Instructions for the task
Extract the passage from the reading text on Elnara Gasimova's questioning, beginning at the words "Fifteen days later, Elnara" and stopping after the words "lawyer Bahruz Bayramov.".

Fifteen days later, Elnara Gasimova was again summoned for questioning as a witness. She stated that she was among those questioned in November 2023. Journalist Nargiz Absalamova, who was questioned at the same time as a witness, was later arrested on smuggling charges, as were her colleagues. Law enforcement officers explained to Gasimova that she was being summoned to clarify “issues that had arisen in the case of the online publication Abzas Media.” However, Gasimova stated that she most likely would be arrested. After the interrogation at the Main Police Department of Baku, Elnara Gasimova was detained as a suspect under Article 206.3.2 (smuggling committed by a group of persons by prior conspiracy) of the Criminal Code of Azerbaijan, according to her lawyer Bahruz Bayramov.

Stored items
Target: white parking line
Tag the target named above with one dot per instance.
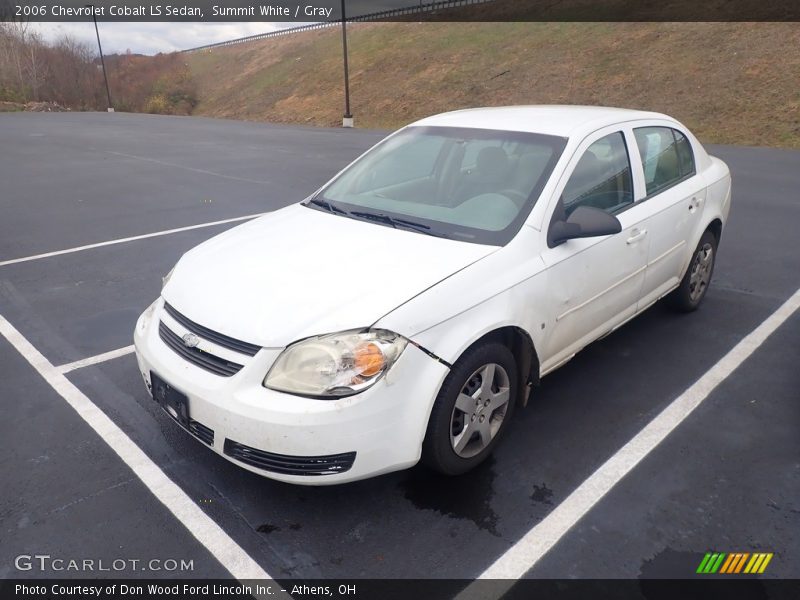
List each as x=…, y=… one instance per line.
x=14, y=261
x=524, y=554
x=200, y=525
x=185, y=168
x=93, y=360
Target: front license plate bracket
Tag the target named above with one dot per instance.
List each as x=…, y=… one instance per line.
x=174, y=403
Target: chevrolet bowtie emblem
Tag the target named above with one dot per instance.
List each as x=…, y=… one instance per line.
x=190, y=340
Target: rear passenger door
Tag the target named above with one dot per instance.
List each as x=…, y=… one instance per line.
x=595, y=283
x=675, y=196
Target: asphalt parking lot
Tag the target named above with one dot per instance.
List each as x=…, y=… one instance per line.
x=726, y=479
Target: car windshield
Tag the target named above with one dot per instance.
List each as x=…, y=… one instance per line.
x=473, y=185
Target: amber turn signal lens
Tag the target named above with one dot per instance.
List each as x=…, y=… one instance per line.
x=369, y=360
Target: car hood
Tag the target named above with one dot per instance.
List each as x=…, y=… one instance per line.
x=299, y=272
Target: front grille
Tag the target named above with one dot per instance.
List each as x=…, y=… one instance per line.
x=201, y=432
x=204, y=360
x=290, y=465
x=212, y=336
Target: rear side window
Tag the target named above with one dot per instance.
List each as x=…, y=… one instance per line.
x=685, y=154
x=602, y=177
x=666, y=157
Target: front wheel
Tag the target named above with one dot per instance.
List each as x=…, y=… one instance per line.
x=471, y=410
x=694, y=285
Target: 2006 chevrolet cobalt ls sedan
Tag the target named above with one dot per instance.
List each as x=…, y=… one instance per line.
x=407, y=307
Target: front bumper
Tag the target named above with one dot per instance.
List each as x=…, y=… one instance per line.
x=384, y=426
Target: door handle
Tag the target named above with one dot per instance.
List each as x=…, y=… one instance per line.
x=637, y=235
x=695, y=203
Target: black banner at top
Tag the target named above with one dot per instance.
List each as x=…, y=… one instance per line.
x=400, y=10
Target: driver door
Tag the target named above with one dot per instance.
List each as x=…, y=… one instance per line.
x=594, y=283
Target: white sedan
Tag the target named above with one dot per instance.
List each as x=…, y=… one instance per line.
x=408, y=306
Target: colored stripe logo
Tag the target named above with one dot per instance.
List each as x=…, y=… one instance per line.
x=734, y=563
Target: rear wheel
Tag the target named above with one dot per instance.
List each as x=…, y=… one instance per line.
x=694, y=285
x=472, y=410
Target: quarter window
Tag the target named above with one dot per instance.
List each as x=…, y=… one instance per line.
x=602, y=177
x=666, y=157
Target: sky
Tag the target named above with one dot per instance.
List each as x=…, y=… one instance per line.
x=151, y=38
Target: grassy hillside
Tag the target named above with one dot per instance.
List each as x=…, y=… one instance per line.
x=736, y=83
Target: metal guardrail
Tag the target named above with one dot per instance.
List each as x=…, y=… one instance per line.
x=376, y=16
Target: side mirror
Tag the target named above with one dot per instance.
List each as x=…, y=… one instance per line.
x=585, y=221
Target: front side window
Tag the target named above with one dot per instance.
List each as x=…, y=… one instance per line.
x=602, y=178
x=475, y=185
x=666, y=157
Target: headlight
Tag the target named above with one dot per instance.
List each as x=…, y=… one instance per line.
x=335, y=365
x=166, y=278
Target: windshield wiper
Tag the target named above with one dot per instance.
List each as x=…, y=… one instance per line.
x=326, y=205
x=393, y=221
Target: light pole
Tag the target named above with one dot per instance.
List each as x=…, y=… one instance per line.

Result
Fifteen days later, Elnara Gasimova was again summoned for questioning as a witness. She stated that she was among those questioned in November 2023. Journalist Nargiz Absalamova, who was questioned at the same time as a witness, was later arrested on smuggling charges, as were her colleagues. Law enforcement officers explained to Gasimova that she was being summoned to clarify “issues that had arisen in the case of the online publication Abzas Media.” However, Gasimova stated that she most likely would be arrested. After the interrogation at the Main Police Department of Baku, Elnara Gasimova was detained as a suspect under Article 206.3.2 (smuggling committed by a group of persons by prior conspiracy) of the Criminal Code of Azerbaijan, according to her lawyer Bahruz Bayramov.